━━ Data provided ━━
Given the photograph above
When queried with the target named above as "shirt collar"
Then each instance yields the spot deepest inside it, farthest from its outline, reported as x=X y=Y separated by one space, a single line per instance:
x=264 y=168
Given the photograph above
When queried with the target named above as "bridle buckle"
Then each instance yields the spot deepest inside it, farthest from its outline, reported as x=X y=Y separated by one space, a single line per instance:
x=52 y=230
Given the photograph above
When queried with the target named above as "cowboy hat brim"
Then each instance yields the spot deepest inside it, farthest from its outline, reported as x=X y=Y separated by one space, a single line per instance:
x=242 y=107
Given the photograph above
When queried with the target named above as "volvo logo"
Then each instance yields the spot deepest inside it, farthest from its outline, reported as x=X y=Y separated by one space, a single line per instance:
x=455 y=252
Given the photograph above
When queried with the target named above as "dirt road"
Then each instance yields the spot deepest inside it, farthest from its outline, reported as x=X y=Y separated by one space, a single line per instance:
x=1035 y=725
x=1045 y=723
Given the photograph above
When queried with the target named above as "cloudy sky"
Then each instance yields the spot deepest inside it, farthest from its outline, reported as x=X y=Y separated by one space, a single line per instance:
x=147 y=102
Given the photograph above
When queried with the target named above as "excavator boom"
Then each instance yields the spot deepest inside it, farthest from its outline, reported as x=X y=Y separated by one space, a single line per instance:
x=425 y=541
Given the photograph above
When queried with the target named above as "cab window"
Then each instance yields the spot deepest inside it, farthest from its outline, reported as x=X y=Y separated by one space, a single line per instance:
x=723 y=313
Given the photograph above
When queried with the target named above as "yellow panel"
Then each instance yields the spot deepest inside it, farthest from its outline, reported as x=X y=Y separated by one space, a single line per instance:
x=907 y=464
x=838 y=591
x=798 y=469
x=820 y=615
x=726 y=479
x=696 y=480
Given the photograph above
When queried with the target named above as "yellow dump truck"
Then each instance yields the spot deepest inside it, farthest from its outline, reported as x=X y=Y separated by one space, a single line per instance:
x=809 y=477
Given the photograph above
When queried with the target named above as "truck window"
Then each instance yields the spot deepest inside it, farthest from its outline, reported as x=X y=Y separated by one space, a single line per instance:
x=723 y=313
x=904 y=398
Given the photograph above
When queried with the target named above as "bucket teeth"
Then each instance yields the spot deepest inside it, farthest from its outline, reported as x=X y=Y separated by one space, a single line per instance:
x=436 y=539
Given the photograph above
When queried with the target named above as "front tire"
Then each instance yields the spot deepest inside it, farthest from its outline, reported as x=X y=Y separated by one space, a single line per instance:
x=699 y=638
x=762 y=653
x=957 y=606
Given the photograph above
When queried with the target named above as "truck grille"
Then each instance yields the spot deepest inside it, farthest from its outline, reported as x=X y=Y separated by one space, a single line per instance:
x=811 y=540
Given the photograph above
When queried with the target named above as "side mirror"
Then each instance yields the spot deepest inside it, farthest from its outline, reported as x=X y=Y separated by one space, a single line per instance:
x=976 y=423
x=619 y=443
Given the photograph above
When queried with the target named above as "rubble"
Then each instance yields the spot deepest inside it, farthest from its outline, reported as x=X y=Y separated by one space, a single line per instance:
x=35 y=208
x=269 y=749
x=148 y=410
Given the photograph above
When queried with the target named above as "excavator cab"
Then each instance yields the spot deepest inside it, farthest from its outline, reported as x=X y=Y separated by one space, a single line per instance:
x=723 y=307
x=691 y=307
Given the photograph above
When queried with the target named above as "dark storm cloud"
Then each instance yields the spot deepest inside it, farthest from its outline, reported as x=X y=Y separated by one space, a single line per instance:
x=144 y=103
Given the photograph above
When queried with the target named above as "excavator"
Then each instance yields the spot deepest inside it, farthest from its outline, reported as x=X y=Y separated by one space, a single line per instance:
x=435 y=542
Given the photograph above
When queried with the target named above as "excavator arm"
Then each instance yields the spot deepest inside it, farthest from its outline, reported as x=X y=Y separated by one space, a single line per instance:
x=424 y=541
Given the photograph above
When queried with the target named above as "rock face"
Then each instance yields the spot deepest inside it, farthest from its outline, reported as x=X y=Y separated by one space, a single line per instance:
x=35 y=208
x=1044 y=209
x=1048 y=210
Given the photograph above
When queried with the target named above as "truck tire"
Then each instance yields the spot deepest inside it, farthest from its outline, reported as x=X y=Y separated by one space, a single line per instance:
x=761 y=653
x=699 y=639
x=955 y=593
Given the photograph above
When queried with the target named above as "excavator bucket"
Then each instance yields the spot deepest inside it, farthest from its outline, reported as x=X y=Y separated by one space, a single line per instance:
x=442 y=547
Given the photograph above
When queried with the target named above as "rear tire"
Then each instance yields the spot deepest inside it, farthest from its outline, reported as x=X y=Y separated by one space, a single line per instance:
━━━
Request: Quote all of the entries exactly as they appear.

Written solution:
Given the photograph above
When queried with the target named above as "shirt collar"
Then each instance yields the spot deepest inside it, farthest from its outline, reported as x=X y=Y separated by one space, a single line per instance:
x=264 y=168
Given the photograph above
When queried with the target named above as "bridle buckle"
Then each instance yields the spot deepest inside it, farthest from its outline, reported as x=X y=Y separated by one space, a single line per instance:
x=52 y=230
Given the photograph above
When queried with the target named above as "cowboy hat brim"
Then each instance yields the spot deepest inside it, farthest from its outline, reported as x=X y=Y separated by one space, a single line per instance:
x=242 y=107
Given the photograph above
When queried with the target named above as "volvo logo"
Then each instance yields the spot deepest inside it, farthest from its outline, reported as x=X y=Y separated by one space, a single line per instance:
x=455 y=252
Given the photograph above
When queried with the target named above as "dirt road"
Then each instance yields the spot deepest inside it, farthest from its outline, reported as x=X y=Y separated by one space, a single line per instance:
x=1035 y=725
x=1045 y=723
Given the photograph above
When queried with the target named above as "cloudy sky"
Then each instance yields the spot deepest inside it, farthest from its outline, reported as x=X y=Y separated by one space, a single line per instance:
x=147 y=102
Given the photograph above
When queried with the target named above as "excavator boom"
Then each instance yields the spot deepest inside it, farthest from its outline, reported as x=X y=Y separated by one space, a single line per instance:
x=425 y=541
Given the photograph above
When queried with the target named above as "cab window"
Then each instance yields the spot deepest inside it, farthest from its outline, reported as x=X y=Y separated by one space, a single line per instance:
x=723 y=313
Given the photograph above
When queried with the target named above as "yellow panel"
Then each instance yields the spot deepest inside it, farthest from its outline, reported as x=X y=Y separated by one space, a single line per instance:
x=907 y=464
x=838 y=591
x=798 y=469
x=820 y=615
x=726 y=479
x=696 y=480
Given the photograph above
When queried with the target named above as "yellow dump truck"
Then each instance yields the spot deepest inside it, farthest from its outline, reported as x=X y=Y separated by one space, a single line per instance:
x=809 y=477
Given the photograph above
When queried with the target named above as "truck window"
Then each instance yields the spot deepest inside it, farthest from its outline, reported as x=X y=Y separated by one space, a single line per instance:
x=723 y=313
x=904 y=398
Given the photograph above
When queried with the target named above as "bucket teeth"
Then each instance yields the spot deepest inside it, farthest from its outline, reported as x=X y=Y separated by one space, a single line per instance:
x=436 y=539
Given the photograph above
When queried with the target named above as "front tire"
Then each instance yields the spot deepest inside it, farthest from its outline, reported as x=X y=Y separated by one space, a single line per instance:
x=699 y=638
x=762 y=653
x=957 y=606
Given the photograph above
When queried with the target named above as "truck grille"
Then each instance yields the spot deepest inside it, farthest from its outline, reported as x=X y=Y separated by one space, a single line per instance:
x=811 y=540
Given the photograph above
When queried with the target named above as "side mirror"
Then each instance yields the spot deepest inside it, farthest from its outline, reported as x=X y=Y separated by one space, a single line per instance:
x=976 y=423
x=619 y=443
Given the photograph above
When queried with the target named above as "rubble"
Then each instance yields the spot deepest inside it, farthest from its outline, reported as x=X y=Y separated by one space, a single line per instance:
x=35 y=208
x=269 y=749
x=148 y=410
Given the photograph above
When queried with the target named above as "excavator cab"
Then each instance yields the spot deepest inside it, farthest from its outline, reported as x=X y=Y separated by one space, a single line per instance:
x=723 y=307
x=691 y=307
Given the photograph above
When queried with the target named above as "dark storm cloud"
Then each instance yields the spot deepest inside it, farthest from its outline, reported as x=X y=Y separated by one space, a single line per instance:
x=144 y=103
Given the photograph above
When queried with the target named above as "excavator"
Then each instance yields the spot deepest inside it, farthest from its outline, reported as x=X y=Y separated by one space, a single line per instance:
x=435 y=542
Given the photograph above
When queried with the target named above as "excavator arm"
Then each instance yields the spot deepest inside it, farthest from its outline, reported as x=X y=Y separated by one space, a single line per instance:
x=424 y=541
Given the photograph above
When queried with the target named above as "rock face"
Then each instance yields the spot deepest inside it, farthest from its outline, reported as x=X y=Y separated by one space, a single line per instance:
x=35 y=208
x=1044 y=209
x=1048 y=210
Given the photograph above
When queried with the target named above as "truck tire"
Then each instance yields the spot deepest inside it, farthest from its outline, reported as x=X y=Y separated by one space, a single line per instance:
x=761 y=653
x=699 y=639
x=955 y=593
Given the photograph above
When queried with the target named above as "excavator bucket"
Then each instance yields the spot deepest inside it, farthest from its outline, reported as x=X y=Y separated by one space, a single line per instance:
x=442 y=547
Given the photograph above
When queried with the target named above as "rear tire"
Then each instance yields the spot deepest inside it, farthest from its outline, reported as x=X y=Y separated by one space, a single line per instance:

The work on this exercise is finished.